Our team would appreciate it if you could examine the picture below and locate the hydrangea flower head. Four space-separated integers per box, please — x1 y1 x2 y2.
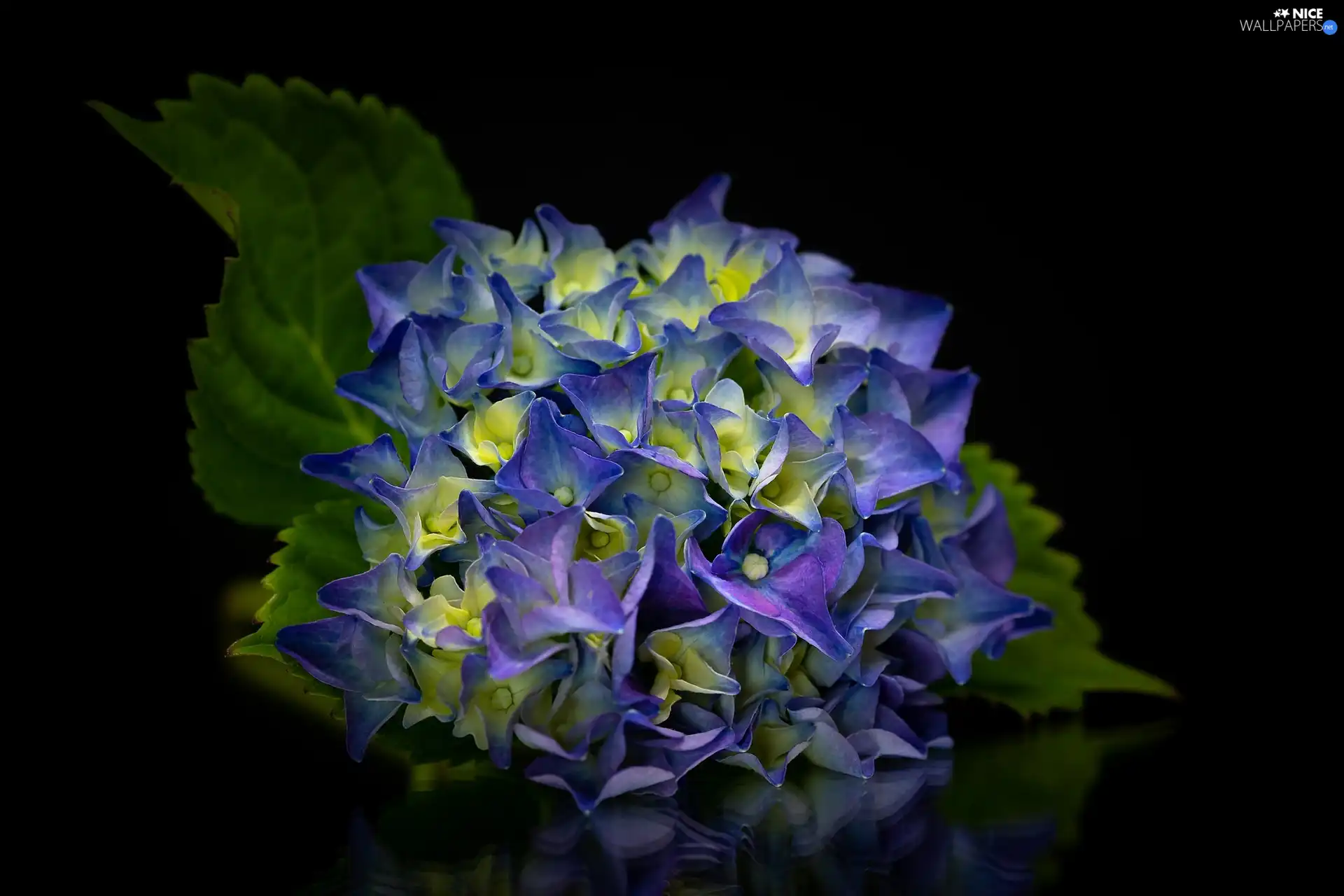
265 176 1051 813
============================================================
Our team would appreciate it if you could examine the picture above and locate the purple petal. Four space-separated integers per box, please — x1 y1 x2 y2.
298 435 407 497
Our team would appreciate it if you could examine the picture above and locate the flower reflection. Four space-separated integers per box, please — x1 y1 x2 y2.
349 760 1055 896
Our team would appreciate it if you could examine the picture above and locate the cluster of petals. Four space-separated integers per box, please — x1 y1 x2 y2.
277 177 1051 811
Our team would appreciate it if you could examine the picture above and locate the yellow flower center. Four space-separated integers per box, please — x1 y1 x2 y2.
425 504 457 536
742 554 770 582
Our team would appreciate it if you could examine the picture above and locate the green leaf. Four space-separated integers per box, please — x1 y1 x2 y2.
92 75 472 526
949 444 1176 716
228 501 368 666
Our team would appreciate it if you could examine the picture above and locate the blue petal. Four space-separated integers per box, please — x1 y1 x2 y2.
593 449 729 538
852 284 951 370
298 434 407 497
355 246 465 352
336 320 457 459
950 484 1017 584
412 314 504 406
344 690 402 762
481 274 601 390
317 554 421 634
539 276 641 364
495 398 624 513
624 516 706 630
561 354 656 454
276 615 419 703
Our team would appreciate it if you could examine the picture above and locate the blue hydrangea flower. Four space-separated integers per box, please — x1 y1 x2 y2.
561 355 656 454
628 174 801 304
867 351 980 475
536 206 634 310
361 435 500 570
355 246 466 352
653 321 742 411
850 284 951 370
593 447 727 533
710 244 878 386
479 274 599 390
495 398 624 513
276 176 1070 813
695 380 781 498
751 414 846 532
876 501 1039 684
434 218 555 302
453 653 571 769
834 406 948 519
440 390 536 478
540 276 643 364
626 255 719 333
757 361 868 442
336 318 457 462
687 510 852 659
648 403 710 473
============================================================
Recast the lines from the one containing "locate the yellow" through the one containing "742 554 770 582" as a Markdown table with the columns Row and Line, leaving out any blank lines.

| Row | Line |
|---|---|
| 1 | Our team would appreciate it if you could examine the picture above and locate the yellow flower center. Four space-separated integers per box, please — x1 y1 x2 y2. |
| 2 | 425 504 457 536 |
| 3 | 742 554 770 582 |